Please give again, exactly and in full, each line from the one holding "the bird's leg" to the end of the listing.

▶ _Supplied material_:

____

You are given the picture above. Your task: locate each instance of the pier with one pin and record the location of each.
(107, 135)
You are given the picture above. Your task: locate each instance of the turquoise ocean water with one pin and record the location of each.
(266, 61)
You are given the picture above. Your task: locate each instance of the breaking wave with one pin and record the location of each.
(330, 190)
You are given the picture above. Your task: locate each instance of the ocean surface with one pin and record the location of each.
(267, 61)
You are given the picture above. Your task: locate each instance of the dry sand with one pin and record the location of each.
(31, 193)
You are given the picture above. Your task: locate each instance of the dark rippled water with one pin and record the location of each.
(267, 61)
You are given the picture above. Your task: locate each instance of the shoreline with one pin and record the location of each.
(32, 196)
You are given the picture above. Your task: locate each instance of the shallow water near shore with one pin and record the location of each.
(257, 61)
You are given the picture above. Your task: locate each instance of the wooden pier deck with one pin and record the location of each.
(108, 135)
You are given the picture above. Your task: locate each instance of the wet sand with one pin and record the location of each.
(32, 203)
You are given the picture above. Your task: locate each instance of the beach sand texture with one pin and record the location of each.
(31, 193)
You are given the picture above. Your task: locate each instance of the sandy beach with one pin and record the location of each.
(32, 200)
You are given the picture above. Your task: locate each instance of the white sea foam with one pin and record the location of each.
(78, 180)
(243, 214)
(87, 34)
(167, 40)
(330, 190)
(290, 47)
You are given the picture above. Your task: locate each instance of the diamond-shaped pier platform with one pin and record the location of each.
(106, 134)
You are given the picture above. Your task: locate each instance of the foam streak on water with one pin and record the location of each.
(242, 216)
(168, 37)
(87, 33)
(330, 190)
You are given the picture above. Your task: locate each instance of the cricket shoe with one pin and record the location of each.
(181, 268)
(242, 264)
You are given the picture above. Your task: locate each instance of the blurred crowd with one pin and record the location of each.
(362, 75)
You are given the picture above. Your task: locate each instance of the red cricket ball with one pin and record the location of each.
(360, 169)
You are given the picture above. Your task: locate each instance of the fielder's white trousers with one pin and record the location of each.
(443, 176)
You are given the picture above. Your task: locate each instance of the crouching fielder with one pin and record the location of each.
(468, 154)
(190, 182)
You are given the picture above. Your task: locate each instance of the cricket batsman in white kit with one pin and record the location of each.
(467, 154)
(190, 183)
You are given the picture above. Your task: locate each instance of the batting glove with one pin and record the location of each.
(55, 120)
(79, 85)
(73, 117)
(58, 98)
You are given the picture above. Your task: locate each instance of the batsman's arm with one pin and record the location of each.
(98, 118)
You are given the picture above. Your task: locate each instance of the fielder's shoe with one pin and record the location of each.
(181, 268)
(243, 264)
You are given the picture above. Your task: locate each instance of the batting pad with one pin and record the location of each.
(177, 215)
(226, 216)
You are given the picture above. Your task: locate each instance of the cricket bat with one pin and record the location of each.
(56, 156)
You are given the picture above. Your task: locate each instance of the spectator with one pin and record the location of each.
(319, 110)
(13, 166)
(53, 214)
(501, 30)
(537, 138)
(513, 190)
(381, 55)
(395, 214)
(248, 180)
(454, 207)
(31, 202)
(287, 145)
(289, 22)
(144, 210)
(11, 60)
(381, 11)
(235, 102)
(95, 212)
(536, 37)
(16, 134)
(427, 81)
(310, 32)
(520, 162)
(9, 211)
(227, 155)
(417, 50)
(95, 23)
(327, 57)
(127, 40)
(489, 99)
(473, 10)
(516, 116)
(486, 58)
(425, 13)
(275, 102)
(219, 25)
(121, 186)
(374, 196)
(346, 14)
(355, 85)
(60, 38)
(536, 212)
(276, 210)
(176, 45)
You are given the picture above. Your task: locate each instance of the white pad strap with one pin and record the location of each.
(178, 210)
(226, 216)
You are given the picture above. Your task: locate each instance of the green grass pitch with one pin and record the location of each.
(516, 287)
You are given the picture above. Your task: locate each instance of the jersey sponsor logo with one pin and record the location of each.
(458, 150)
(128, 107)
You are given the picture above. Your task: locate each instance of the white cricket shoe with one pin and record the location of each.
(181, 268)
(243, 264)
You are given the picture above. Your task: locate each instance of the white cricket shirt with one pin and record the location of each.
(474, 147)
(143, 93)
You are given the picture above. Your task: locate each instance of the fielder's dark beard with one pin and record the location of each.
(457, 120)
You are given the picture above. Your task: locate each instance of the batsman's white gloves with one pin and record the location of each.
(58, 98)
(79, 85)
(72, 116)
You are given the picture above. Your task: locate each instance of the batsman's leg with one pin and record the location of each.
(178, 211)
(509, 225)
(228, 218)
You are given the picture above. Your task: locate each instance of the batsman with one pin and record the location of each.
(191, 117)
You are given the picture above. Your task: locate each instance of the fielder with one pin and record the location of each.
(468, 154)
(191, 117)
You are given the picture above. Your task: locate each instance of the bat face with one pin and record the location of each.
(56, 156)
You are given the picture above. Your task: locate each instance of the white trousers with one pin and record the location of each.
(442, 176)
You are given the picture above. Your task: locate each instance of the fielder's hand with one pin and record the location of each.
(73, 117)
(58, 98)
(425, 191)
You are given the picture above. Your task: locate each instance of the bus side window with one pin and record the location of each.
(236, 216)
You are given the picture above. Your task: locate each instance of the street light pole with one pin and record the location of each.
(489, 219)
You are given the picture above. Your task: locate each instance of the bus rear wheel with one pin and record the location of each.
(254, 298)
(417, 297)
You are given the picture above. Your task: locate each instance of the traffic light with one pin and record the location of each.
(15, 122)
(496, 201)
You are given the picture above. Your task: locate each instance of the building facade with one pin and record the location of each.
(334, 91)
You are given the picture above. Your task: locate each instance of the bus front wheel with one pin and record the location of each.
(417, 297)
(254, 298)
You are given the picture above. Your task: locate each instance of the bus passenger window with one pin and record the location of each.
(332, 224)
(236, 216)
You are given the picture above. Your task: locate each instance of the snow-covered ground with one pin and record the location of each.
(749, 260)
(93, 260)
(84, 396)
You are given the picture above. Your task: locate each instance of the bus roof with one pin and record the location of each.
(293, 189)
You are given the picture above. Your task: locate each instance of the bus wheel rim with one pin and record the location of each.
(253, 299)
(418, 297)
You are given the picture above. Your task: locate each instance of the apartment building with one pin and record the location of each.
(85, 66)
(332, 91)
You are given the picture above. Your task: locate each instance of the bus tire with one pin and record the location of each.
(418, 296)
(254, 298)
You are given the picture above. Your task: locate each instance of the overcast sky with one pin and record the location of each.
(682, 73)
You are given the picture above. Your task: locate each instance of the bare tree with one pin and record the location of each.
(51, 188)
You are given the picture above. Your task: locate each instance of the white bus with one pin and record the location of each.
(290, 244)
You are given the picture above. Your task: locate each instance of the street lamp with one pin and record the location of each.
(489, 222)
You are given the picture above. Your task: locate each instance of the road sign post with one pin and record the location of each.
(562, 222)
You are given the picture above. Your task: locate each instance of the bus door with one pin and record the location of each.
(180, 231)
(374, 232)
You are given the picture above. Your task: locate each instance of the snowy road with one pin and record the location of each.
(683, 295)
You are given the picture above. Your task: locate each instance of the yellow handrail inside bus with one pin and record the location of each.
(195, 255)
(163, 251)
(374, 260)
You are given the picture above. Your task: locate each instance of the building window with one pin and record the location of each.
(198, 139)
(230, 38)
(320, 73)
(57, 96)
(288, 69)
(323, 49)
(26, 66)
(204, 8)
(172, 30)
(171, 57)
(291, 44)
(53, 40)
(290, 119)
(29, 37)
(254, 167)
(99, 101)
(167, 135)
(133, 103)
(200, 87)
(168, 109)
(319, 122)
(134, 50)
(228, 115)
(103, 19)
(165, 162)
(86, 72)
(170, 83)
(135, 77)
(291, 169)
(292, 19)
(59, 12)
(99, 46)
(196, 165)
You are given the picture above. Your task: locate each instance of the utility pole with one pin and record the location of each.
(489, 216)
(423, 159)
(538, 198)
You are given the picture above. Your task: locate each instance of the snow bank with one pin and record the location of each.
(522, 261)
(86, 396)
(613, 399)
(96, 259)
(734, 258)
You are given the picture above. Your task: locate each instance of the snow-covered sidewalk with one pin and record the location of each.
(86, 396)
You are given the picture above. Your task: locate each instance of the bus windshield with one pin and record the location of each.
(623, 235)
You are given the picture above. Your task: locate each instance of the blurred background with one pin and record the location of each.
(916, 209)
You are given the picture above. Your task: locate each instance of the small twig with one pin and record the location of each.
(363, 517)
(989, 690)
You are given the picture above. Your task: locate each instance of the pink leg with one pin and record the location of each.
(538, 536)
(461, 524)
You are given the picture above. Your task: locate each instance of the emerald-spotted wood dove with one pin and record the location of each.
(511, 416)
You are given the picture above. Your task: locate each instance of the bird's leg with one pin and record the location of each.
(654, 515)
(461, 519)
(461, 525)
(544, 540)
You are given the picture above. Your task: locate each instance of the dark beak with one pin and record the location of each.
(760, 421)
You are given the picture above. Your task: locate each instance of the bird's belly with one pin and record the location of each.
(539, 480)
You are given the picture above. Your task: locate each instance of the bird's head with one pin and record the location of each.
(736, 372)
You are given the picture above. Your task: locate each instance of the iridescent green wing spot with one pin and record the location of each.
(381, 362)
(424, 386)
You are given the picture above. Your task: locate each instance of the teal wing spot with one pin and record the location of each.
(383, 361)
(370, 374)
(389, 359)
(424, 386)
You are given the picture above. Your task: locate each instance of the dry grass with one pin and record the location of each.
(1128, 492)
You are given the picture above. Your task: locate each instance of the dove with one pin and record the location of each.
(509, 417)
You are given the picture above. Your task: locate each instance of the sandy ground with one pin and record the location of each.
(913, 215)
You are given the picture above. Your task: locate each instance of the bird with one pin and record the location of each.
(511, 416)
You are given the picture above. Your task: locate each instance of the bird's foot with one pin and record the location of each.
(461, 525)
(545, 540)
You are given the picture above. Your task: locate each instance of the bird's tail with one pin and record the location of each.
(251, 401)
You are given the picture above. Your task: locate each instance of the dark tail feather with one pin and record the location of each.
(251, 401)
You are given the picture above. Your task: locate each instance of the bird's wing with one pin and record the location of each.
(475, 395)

____

▶ _Result of the task_:
You are given the picture above. Your task: locate each instance of the bird's leg with one pin and record the location of each.
(654, 515)
(461, 519)
(461, 525)
(544, 540)
You are given the picture above. Your task: locate each instance of the dark beak with one pin and record the location of each.
(760, 421)
You are given the picture above. Your task: locate each instance of the bird's belly with one pin and record the location of each.
(539, 480)
You are given the picture above. Your task: locate each instance of the bird's head with one pin and record the location of each.
(736, 372)
You are given the picture above. Your task: locate each instance of the iridescent green wing spot with one pin and record the location of each.
(381, 362)
(424, 386)
You are given the picture above. Your task: locate each instance of the teal wing spot with one pin and record the location of each.
(383, 361)
(370, 374)
(389, 359)
(424, 386)
You are given the picture above. Your task: locate each instance of the dry grass with one pin and record the location of each.
(1128, 492)
You are given the picture above. Your task: locate each instance of the dove with one pin and record the location of each.
(509, 417)
You are given the picture above. Your task: locate each instance of the sandy ground with one pin and record the location of each.
(913, 215)
You are given the picture above. Your task: locate each instance of the bird with one pin and record the location of each.
(511, 416)
You are given the picture above. Your task: locate each instance of the bird's foot with one pin and record the location of each.
(461, 525)
(545, 540)
You are given the picture above. Your task: locate each instance of the bird's tail with one pin and record the location of each.
(251, 401)
You are given the picture above. Your task: locate each instance of the dark tail feather with one pin and record the location of each.
(251, 401)
You are given the picture above. Your task: locate each instance of the bird's wing with one pin and record the location of each.
(475, 395)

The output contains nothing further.